11.50

Abgeordneter Mag. Wolfgang Gerstl (ÖVP): Frau Präsidentin! Meine sehr geehrten Damen und Herren! Liebe Kolleginnen und Kollegen! Hohes Haus! Vor allem: Liebe Zuseherinnen und Zuseher! Wir diskutieren nun über die Nominierung eines Mitglieds des Verfassungsgerichtshofes, und lassen Sie mich da gerade als Erstredner ein paar generelle Bemerkungen machen, damit auch unsere Zuseherinnen und Zuseher ver­stehen, wie das Prozedere ist.

Unsere Verfassung sieht vor, dass die Höchstrichter von der Bundesregierung oder vom Parlament – sprich: vom Nationalrat auf der einen Seite und vom Bundesrat auf der anderen Seite – vorgeschlagen werden. Die Ernennung erfolgt durch den Bundes­präsidenten. Die Festlegung einer solchen Vorgangsweise ist für eine Verfassung nicht unüblich. Es ist eine sehr normale Vorgangsweise, wie es sie in vielen Ländern gibt, dass von den höchsten politischen Gremien Richter für den Verfassungsgerichtshof vor­geschlagen werden.
^^^^^^^^^^^^^^^^
▶ **SCHRIFTLICHE AUFGABE**:
Wiederholen Sie die Parlamentsrede zur Nominierung eines Mitglieds des Verfassungsgerichtshofes vollständig und Wort für Wort. Die nachstehenden Einträge stehen in keinem Zusammenhang mit der Rede.

▶ **BEREITGESTELLTE DATEN**:
^^^^^^^^^^^^^^^^
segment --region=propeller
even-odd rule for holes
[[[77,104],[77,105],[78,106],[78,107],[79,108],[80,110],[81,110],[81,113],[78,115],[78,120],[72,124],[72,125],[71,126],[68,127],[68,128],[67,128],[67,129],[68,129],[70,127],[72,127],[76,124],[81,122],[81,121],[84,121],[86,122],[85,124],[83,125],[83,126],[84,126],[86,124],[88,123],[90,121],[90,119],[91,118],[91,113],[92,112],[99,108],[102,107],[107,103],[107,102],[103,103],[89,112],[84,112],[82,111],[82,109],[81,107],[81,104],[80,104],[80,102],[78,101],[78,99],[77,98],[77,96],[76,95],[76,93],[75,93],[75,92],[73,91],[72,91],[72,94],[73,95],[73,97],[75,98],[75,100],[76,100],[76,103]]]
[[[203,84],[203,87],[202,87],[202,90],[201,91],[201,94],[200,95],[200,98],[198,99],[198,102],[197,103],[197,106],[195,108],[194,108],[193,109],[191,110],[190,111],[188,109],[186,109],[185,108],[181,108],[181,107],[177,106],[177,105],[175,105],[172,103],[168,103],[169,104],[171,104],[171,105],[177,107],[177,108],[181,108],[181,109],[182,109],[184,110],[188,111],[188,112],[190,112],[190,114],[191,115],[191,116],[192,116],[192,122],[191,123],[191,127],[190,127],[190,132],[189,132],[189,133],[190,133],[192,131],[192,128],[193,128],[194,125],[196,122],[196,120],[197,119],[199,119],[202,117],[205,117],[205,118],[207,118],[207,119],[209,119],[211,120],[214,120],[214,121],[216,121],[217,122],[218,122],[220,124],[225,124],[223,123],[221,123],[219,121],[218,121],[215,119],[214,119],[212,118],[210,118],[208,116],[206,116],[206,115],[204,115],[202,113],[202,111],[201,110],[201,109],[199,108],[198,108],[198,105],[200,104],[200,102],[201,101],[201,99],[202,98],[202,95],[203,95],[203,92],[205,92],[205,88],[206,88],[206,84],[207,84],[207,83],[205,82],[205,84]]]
^^^^^^^^^^^^^^^^
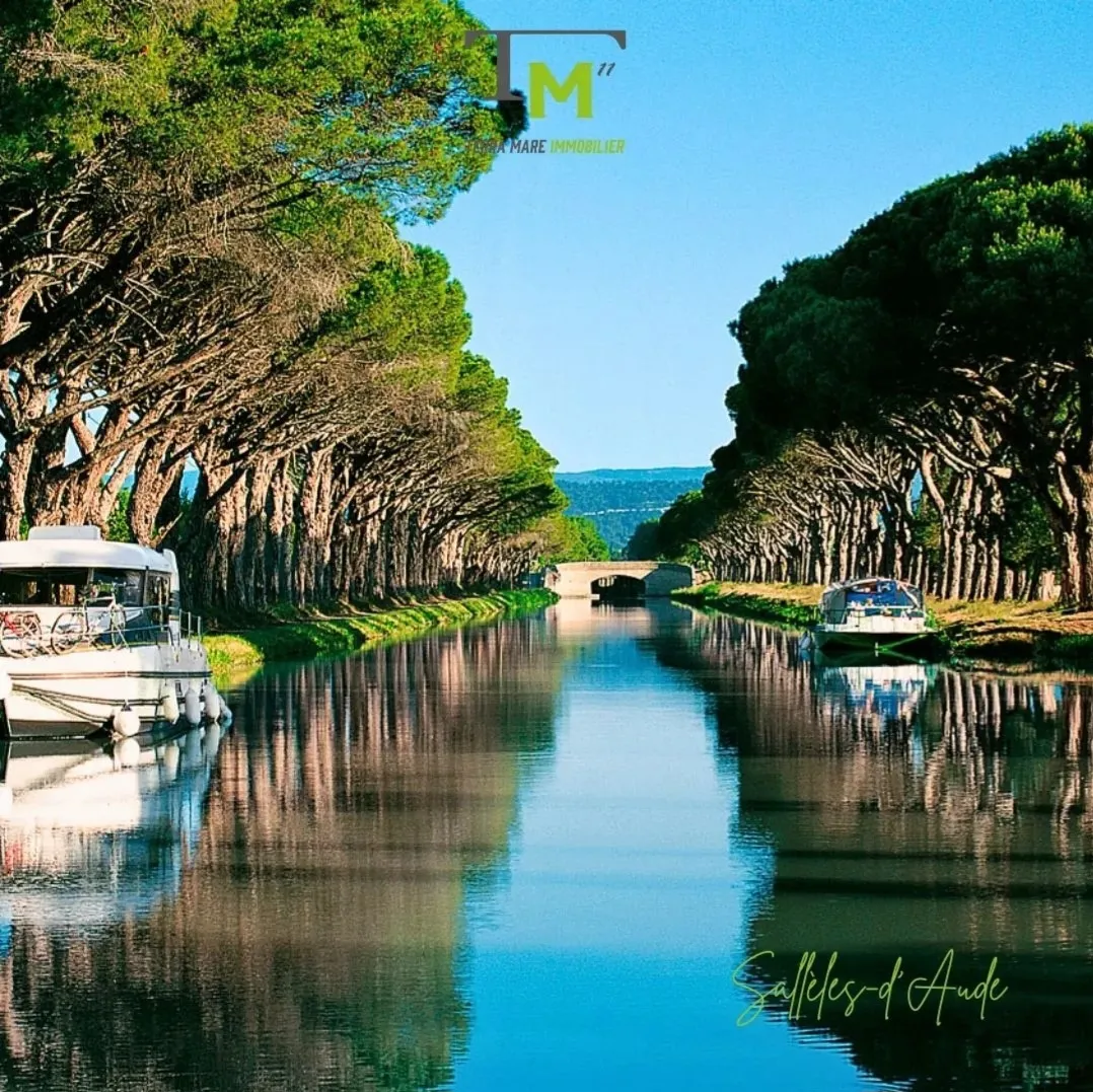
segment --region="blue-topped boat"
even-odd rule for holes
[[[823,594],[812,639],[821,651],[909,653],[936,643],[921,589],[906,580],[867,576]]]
^^^^^^^^^^^^^^^^
▶ **ERLEDIGTE AUFGABE**:
11.50

Abgeordneter Mag. Wolfgang Gerstl (ÖVP): Frau Präsidentin! Meine sehr geehrten Damen und Herren! Liebe Kolleginnen und Kollegen! Hohes Haus! Vor allem: Liebe Zuseherinnen und Zuseher! Wir diskutieren nun über die Nominierung eines Mitglieds des Verfassungsgerichtshofes, und lassen Sie mich da gerade als Erstredner ein paar generelle Bemerkungen machen, damit auch unsere Zuseherinnen und Zuseher ver­stehen, wie das Prozedere ist.

Unsere Verfassung sieht vor, dass die Höchstrichter von der Bundesregierung oder vom Parlament – sprich: vom Nationalrat auf der einen Seite und vom Bundesrat auf der anderen Seite – vorgeschlagen werden. Die Ernennung erfolgt durch den Bundes­präsidenten. Die Festlegung einer solchen Vorgangsweise ist für eine Verfassung nicht unüblich. Es ist eine sehr normale Vorgangsweise, wie es sie in vielen Ländern gibt, dass von den höchsten politischen Gremien Richter für den Verfassungsgerichtshof vor­geschlagen werden.